(Boundary labeling items)
★ ★ ★
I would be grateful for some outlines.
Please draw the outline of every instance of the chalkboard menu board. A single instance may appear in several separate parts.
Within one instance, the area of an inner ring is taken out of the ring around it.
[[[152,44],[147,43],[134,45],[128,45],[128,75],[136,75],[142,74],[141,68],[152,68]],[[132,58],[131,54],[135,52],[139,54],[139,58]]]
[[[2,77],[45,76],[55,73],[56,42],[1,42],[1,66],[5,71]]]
★ ★ ★
▶ Task to carry out: Reproduce the material above, every line of it, exactly.

▶ Output:
I would be grateful for some outlines.
Please draw the outline of every instance of the chalkboard menu board. A single instance may appear in several separate parts.
Within one instance, the area of an inner ring is taken out of the ring around it.
[[[152,44],[147,43],[134,45],[128,45],[128,75],[136,75],[142,74],[141,68],[152,68]],[[132,58],[131,54],[135,52],[139,54],[139,58]]]
[[[2,77],[45,76],[55,73],[56,42],[1,42],[1,66],[5,71]]]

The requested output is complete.